- _TASK TO CARRY OUT_: Repeat the data that follows, keeping every character intact.

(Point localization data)
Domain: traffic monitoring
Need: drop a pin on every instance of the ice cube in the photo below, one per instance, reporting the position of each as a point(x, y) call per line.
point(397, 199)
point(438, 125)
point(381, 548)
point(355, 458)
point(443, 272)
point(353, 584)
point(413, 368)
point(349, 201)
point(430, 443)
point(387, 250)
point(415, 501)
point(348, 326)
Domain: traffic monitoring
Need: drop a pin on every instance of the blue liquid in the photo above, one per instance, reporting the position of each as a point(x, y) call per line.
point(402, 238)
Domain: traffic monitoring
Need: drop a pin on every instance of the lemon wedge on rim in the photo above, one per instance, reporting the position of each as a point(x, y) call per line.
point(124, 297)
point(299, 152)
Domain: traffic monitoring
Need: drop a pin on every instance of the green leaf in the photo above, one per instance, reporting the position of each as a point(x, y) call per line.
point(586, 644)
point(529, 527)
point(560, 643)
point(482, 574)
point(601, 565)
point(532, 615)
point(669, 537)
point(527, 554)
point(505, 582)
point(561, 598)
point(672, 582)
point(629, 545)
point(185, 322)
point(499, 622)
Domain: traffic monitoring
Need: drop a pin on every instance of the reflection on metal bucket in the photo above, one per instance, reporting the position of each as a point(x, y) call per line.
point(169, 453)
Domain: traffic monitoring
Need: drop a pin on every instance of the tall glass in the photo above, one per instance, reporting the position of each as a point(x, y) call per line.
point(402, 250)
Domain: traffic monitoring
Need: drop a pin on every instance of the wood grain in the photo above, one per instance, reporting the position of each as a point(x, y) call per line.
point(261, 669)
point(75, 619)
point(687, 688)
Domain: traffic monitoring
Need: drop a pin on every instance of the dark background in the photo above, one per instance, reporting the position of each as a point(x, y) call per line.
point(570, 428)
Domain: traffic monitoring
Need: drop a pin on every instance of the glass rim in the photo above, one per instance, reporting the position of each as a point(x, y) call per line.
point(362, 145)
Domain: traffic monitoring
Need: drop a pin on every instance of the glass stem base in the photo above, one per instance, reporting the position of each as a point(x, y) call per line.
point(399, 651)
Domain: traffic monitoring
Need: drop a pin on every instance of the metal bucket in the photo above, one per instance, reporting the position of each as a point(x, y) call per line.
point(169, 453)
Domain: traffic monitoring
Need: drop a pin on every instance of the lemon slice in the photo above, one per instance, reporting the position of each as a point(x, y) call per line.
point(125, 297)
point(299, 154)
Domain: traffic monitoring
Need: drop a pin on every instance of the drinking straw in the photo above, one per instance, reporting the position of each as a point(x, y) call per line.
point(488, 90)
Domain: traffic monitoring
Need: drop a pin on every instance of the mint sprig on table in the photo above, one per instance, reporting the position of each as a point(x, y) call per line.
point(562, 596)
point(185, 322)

- _EXERCISE SOLUTION_:
Domain: traffic monitoring
Need: drop a pin on every instance of the ice cube in the photo below, one per instance, reporting the position of each as a point(x, y) call per line.
point(397, 199)
point(438, 125)
point(381, 548)
point(355, 458)
point(443, 272)
point(353, 584)
point(413, 368)
point(349, 201)
point(430, 443)
point(387, 250)
point(415, 501)
point(348, 326)
Domain: traffic monitoring
Need: drop a pin on every instance of the blue liquid in the photo above, one per instance, reporting the position of each as a point(x, y) call per line.
point(402, 238)
Domain: traffic monitoring
Need: drop a pin on every instance of the lemon wedge on rim in the photo above, one per instance, reporting the position of each as a point(x, y) call per line.
point(124, 297)
point(299, 152)
Domain: traffic monitoring
Need: drop a pin on every instance of the green leaf in the photo above, one per instance, reporting the position of each as a point(x, y) call per line.
point(586, 644)
point(529, 527)
point(560, 643)
point(482, 574)
point(601, 565)
point(532, 615)
point(669, 537)
point(527, 554)
point(505, 582)
point(561, 598)
point(672, 582)
point(629, 545)
point(185, 322)
point(499, 622)
Domain: traffic monitoring
Need: drop a pin on every instance of the reflection on metal bucket in the photo above, one per instance, reporting the position of each as a point(x, y) call per line.
point(169, 453)
Domain: traffic monitoring
Need: drop a pin on every instance of the tall glass in the photo above, one per instance, reporting the position of each as a point(x, y) call per line.
point(402, 250)
Domain: traffic monitoring
Need: drop a pin on every instance of the wood grain in the photo above, one per instance, reporting the position of each as a point(x, y) call per line.
point(261, 669)
point(75, 619)
point(687, 688)
Domain: traffic monitoring
Need: drop a pin on every instance of the dark background in the photo above, one per instance, reporting the position of each as a point(x, y) call per line.
point(570, 428)
Domain: traffic monitoring
Need: drop a pin on every instance of the glass rim in the photo above, one per instance, reporting the position of each as a point(x, y) call per line.
point(362, 145)
Domain: traffic monitoring
Need: drop a pin on every instance of the glass stem base in the photo above, one per instance, reporting the position of each as a point(x, y) call per line.
point(399, 651)
Domain: traffic monitoring
Need: drop a pin on every instance of the metal bucket in the photo above, one per instance, reporting the position of each as a point(x, y) call per line.
point(169, 453)
Domain: traffic monitoring
Need: drop a pin on every instance of the lemon slice in the photo above, one per instance, reporting the position of each as a point(x, y) call per line.
point(125, 297)
point(299, 154)
Domain: traffic monitoring
Need: drop a pin on every instance of the drinking straw in the photo above, one per instance, reporting the position of each as a point(x, y) call per line.
point(488, 90)
Domain: traffic monitoring
Need: drop a pin on every instance of the mint sprig on table in the photo above, one per instance, reporting the position of each as a point(x, y) call per line.
point(562, 596)
point(185, 322)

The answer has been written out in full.